INSTRUCTIONS FOR THE TASK: Copy the following lines exactly as they appear, beginning with the line that contains "One point lands on every instance of the truck" and continuing through the line that contains "pixel 393 275", with both of those lines included.

Dataset excerpts on object pointing:
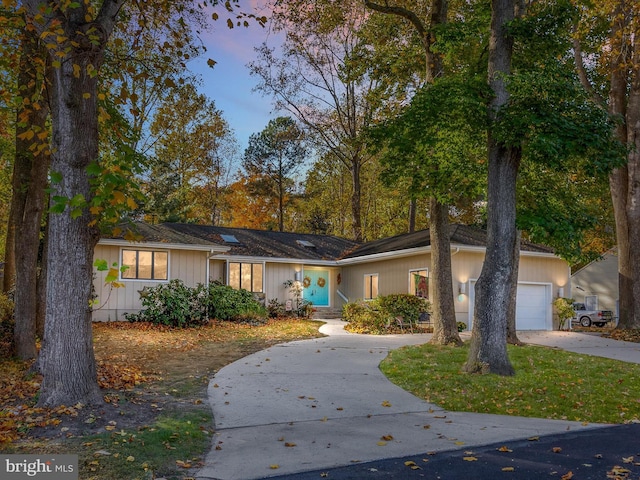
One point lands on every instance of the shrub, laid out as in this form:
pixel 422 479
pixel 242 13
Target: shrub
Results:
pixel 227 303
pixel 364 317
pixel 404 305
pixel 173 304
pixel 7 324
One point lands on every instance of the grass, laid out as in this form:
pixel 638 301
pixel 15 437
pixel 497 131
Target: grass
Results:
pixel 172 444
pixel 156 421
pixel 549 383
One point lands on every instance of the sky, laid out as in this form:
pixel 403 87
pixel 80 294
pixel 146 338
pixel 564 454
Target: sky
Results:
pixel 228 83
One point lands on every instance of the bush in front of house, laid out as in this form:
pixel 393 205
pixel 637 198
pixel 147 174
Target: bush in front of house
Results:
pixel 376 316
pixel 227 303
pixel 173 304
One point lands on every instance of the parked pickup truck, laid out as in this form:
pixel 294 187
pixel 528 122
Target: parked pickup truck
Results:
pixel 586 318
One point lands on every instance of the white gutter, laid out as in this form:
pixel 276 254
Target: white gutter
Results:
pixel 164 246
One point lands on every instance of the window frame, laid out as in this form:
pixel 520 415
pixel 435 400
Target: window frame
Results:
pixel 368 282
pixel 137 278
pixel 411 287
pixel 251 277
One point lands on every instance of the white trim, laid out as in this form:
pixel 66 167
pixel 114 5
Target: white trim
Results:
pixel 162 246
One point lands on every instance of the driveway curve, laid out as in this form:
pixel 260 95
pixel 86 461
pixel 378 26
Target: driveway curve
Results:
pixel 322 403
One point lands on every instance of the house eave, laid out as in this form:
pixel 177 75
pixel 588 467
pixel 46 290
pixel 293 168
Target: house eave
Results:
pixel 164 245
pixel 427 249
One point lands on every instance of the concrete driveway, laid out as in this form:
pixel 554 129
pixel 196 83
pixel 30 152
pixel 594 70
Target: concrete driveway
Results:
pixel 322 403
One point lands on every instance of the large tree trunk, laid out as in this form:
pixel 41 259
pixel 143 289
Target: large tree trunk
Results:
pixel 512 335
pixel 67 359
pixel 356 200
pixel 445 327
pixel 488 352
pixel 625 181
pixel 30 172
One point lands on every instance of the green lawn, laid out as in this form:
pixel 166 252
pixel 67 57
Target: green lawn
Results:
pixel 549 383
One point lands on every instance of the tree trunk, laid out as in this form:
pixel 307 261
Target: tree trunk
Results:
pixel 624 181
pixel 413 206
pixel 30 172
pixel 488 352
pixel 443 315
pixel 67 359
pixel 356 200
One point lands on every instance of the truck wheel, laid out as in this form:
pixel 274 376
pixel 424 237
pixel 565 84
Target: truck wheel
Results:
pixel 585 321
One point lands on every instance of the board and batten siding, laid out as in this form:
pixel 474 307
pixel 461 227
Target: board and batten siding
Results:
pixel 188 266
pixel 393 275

* * *

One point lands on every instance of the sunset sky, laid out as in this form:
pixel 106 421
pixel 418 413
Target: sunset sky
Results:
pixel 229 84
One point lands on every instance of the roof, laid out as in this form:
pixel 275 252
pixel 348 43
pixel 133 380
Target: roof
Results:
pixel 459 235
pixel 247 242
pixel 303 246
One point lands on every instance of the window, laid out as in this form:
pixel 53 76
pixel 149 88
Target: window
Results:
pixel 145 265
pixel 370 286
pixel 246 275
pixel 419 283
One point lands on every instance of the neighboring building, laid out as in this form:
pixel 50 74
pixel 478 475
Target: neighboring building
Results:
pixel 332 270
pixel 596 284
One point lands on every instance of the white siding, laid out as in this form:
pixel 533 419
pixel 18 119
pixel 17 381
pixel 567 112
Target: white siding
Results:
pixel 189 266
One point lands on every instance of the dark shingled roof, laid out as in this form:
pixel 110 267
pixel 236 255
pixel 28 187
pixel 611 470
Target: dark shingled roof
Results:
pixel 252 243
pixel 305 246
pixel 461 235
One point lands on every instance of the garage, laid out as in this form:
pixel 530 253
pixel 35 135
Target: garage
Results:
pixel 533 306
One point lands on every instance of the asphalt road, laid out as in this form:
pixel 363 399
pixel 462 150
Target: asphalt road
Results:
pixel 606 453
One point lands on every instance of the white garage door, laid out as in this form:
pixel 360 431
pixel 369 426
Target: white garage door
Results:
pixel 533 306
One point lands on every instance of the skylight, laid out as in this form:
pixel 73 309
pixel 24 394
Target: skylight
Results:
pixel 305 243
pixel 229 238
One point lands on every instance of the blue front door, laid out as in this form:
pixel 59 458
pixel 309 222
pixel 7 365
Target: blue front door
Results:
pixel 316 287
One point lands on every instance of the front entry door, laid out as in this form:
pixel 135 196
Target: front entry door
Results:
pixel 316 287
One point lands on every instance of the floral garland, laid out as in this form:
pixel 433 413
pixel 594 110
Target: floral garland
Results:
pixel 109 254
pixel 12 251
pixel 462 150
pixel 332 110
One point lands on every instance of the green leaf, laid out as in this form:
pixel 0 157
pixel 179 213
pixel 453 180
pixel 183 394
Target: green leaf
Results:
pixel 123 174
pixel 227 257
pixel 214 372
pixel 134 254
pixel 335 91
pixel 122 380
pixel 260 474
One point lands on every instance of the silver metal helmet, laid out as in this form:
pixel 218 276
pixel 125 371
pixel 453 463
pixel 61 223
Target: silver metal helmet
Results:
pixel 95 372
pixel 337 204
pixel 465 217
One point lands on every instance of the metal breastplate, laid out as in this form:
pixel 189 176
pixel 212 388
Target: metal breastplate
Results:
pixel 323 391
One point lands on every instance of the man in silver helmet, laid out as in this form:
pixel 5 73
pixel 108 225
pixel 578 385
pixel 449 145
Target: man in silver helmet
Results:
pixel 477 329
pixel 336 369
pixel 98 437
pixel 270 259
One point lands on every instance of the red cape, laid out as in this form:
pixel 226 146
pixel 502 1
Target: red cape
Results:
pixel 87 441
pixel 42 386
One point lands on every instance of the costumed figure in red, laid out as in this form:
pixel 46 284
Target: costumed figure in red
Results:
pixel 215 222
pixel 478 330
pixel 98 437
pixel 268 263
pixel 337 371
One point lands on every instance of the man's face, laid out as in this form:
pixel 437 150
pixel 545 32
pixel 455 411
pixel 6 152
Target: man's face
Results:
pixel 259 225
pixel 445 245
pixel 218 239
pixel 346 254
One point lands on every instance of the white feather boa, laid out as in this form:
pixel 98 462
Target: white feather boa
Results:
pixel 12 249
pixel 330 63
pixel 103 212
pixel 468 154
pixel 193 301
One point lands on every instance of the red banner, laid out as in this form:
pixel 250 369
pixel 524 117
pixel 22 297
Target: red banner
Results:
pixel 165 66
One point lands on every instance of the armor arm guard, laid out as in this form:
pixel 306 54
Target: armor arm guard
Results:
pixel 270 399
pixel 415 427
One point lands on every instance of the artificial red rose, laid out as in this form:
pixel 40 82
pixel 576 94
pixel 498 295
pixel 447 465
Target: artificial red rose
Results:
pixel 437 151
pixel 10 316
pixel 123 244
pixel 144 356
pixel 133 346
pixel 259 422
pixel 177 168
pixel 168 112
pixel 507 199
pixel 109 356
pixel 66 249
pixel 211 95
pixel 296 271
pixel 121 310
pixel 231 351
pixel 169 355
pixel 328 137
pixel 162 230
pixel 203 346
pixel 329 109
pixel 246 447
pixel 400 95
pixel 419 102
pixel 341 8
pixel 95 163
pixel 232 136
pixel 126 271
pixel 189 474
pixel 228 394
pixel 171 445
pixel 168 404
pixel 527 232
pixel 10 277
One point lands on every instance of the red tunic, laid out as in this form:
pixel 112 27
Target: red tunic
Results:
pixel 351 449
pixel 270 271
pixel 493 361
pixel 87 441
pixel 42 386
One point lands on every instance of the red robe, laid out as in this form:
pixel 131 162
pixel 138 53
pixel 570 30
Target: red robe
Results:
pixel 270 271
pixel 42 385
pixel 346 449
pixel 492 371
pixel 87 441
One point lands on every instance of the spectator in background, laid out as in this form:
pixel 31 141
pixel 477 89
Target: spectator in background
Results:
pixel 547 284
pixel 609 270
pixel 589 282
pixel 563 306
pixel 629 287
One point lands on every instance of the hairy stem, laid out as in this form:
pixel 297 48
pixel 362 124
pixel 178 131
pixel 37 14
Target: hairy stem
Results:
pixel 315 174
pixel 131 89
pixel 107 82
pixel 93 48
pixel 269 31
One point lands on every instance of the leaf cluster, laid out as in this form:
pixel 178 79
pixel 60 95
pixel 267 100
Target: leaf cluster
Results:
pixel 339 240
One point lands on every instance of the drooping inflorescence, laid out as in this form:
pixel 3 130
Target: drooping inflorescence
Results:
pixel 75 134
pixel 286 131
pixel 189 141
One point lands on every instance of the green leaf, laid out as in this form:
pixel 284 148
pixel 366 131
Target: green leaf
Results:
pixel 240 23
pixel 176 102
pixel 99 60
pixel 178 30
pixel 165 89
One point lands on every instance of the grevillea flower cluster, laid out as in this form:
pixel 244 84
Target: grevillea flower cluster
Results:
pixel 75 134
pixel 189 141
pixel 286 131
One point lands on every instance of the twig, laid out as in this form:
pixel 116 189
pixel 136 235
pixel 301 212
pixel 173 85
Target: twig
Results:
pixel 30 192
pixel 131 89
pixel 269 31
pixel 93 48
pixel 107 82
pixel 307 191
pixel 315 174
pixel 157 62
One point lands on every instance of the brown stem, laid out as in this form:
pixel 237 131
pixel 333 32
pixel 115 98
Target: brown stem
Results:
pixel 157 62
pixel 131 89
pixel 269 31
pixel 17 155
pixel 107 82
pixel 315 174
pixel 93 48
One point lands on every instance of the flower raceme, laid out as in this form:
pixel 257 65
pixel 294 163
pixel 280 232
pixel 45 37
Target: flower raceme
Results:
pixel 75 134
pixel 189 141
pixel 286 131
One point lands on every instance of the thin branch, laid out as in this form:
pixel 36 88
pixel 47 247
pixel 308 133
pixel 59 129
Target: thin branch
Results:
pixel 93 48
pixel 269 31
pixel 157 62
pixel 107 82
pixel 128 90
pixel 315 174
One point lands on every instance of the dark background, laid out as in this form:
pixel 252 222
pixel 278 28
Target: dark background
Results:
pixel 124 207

REPLY:
One point lands on every instance of the truck wheel, laid out as in this form:
pixel 274 376
pixel 424 237
pixel 565 84
Target: truck wheel
Results:
pixel 585 321
One point lands on every instance of the board and batten siding, laid out as in this form:
pixel 474 307
pixel 461 227
Target: board and batten siding
Results:
pixel 188 266
pixel 393 275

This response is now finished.